Quoted text —

# Par Cook Quiche?



## chefc (Oct 7, 2010)

I have a great recipe for a crustless individual quiche, but it takes 25 minutes to bake. Do you think I could par cook it, then finish it to order?

To make it a bit more pedestrian ... do you think I can freeze the portions I don't use from one Sunday to the next?


----------



## durangojo (Jul 30, 2007)

don't think you can par cook, but you can cook them through , then rewarm in oven, or god forbid to some, nuke it....quiche not only freezes well, it recovers well too

joey


----------



## chefc (Oct 7, 2010)

I don't even have a microwave in my kitchen!


----------



## petemccracken (Sep 18, 2008)

I cook quiches at least a day ahead and then refrigerate/freeze.

Either serve room temperature or heat in a 350°-400°F for 5-10 minutes, depending on type of quiche.


----------



## durangojo (Jul 30, 2007)

just out of curiosity, what type of pan do you use... a tart pan with removable bottom?...

joey


----------



## petemccracken (Sep 18, 2008)

I use "ring molds" on a sheet pan lined with parchment or Silpat.


----------



## durangojo (Jul 30, 2007)

Job 1 — In the forum thread about par-cooking quiche, how long does chefc's crustless individual quiche take to bake?
Job 2 — Transcribe the part of the quiche thread starting at "just out of" and ending at "parchment or Silpat.".
Job 3 — Write the next part of the forum thread about par-cooking quiche, picking up from its final line.

Entries —
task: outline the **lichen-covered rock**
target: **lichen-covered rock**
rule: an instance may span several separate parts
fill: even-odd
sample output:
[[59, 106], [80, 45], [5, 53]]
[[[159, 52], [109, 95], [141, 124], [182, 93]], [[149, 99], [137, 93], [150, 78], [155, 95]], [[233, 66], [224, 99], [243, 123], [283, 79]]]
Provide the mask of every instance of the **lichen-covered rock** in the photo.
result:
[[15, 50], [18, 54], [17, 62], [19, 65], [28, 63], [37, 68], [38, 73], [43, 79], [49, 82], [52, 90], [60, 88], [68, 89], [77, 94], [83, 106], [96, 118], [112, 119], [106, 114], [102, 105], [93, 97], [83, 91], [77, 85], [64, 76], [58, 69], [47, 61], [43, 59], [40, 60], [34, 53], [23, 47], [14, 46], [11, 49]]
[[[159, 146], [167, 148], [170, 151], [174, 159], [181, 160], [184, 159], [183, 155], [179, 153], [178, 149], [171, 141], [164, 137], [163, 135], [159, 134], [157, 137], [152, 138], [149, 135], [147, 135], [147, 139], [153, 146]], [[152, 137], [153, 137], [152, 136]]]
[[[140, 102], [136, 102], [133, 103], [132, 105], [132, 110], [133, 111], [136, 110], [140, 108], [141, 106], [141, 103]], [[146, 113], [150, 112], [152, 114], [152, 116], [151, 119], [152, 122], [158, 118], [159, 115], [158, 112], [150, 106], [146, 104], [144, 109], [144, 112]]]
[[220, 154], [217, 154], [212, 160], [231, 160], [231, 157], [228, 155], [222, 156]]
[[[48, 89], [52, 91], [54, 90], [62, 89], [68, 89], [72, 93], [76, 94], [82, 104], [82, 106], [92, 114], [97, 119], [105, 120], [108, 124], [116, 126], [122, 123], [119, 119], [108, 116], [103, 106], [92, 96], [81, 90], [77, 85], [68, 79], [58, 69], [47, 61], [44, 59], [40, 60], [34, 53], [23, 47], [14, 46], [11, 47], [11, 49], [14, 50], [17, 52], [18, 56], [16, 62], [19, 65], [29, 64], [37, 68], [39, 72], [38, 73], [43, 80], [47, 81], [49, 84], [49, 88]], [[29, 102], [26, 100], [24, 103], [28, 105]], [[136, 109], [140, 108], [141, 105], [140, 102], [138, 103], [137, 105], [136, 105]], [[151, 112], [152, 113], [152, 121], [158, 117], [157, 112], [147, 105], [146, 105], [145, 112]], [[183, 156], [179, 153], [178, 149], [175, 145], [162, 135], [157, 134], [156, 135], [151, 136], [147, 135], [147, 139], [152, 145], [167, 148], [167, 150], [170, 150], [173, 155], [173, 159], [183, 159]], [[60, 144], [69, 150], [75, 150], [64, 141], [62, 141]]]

Written reply 1 — 25 minutes.

Written reply 2 —
just out of curiosity, what type of pan do you use... a tart pan with removable bottom?...

joey


----------



## petemccracken (Sep 18, 2008)

I use "ring molds" on a sheet pan lined with parchment or Silpat.

Written reply 3 —
and, she asks, stupidly, "doesn't the filling ooze out?"... gravity being what it is and murphy's law being what he is, how come?

joey


----------



## boar_d_laze (Feb 13, 2008)

Zee secret, she is in zee cruite de pate brisee.

BDL


----------



## durangojo (Jul 30, 2007)

exceptin bdl that chefc's quiche is crustless...gotcha!

joey


----------



## petemccracken (Sep 18, 2008)

durangojo said:


> exceptin bdl that chefc's quiche is crustless...gotcha!
> 
> joey


Ooops! OK, left out a step for crustless, I use a ring of crust dough to seal the ring mold to the parchment/Silpat, at least it works for me /img/vbsmilies/smilies/crazy.gif


----------



## bill methatswho (May 9, 2013)

PeteMcCracken said:


> I cook quiches at least a day ahead and then refrigerate/freeze.
> 
> Either serve room temperature or heat in a 350°-400°F for 5-10 minutes, depending on type of quiche.


Thanks--very helpful to know.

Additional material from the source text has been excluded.